* WHAT IS REQUIRED: Images appear in the records below; leave them out and repeat everything else exactly.

* DATA FOR THE TASK:
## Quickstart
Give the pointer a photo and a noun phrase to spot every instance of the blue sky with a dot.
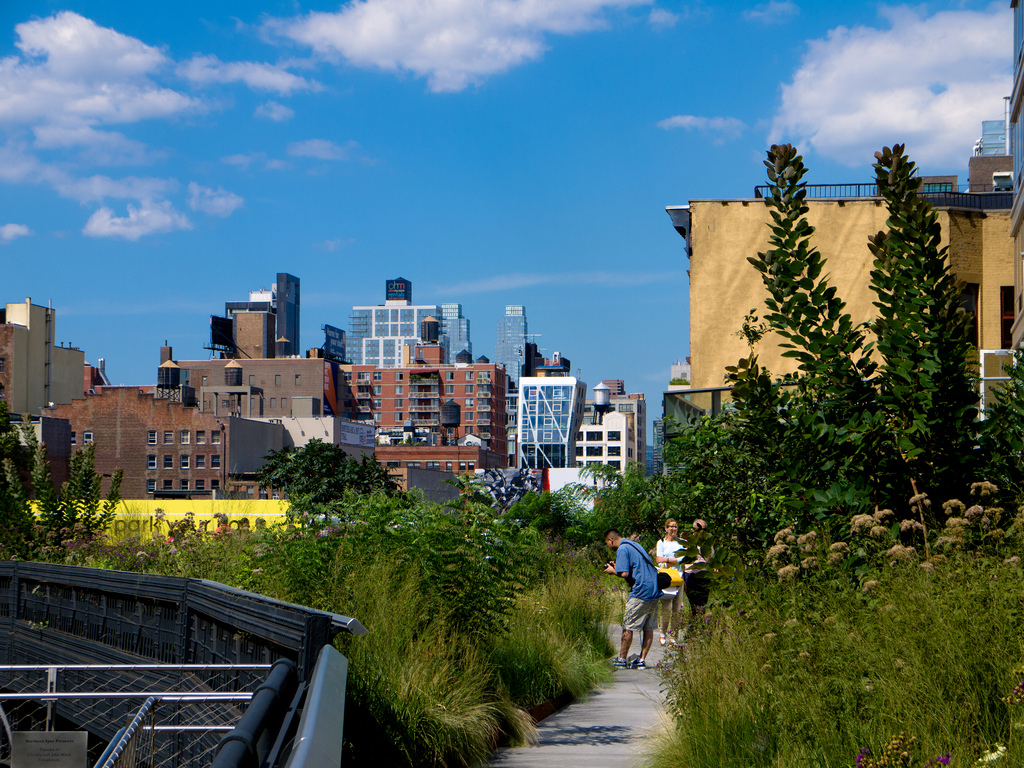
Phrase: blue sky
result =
(155, 164)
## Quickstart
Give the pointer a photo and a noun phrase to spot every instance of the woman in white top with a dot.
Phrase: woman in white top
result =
(668, 549)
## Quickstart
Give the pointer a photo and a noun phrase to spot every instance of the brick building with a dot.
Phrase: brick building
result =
(166, 448)
(399, 399)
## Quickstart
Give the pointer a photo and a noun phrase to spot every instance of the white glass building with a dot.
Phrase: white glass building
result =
(510, 348)
(550, 416)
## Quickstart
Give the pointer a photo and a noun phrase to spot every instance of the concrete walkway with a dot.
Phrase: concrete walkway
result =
(604, 731)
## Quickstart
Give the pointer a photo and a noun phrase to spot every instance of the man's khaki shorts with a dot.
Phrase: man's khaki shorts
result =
(640, 614)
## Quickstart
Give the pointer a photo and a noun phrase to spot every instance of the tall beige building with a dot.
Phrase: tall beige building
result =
(721, 235)
(34, 370)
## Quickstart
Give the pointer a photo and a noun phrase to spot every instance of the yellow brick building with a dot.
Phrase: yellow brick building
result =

* RESULT FOR THIS EXERCISE:
## Quickstart
Give the pointer a photo and a noun phrase to spot every instance of the blue sky with a dot.
Phrase: blue sky
result =
(155, 164)
## Quickstart
Give the pointer a photo and a noun phrase to spot every instance of the woman in white top with a dot.
Phrase: woman in white top
result =
(668, 549)
## Quickstart
Give the pointer a photo and a noun phrase to spot every instance of the brick building with a dot.
Phrase: brick building
result =
(166, 448)
(399, 399)
## Quickstart
Give the pointer a photo and a noun phrase to spot every instance of the white glass building with a dot.
Phrase: white glass building
result =
(510, 348)
(550, 416)
## Quickstart
Give the pointer a photo and a noun phrase to spot every instance of the concrete walkway with a dot.
Phrase: concrete walkway
result =
(604, 731)
## Quickstart
Give the pointer a photo and a noun phrase to spot every instance of the man's khaki shorts with a dot.
Phrase: man's khaki shorts
result =
(640, 614)
## Quickstart
Give the pointer a photo and a noun phrase to spot every instance of the tall beige building with a dot.
Phrase: tall beige building
result =
(721, 235)
(34, 370)
## Quickstart
Give the pointer a photo and a noun phrase to spot every instance of the yellow brick building with a dot.
Phrase: yellow brick building
result =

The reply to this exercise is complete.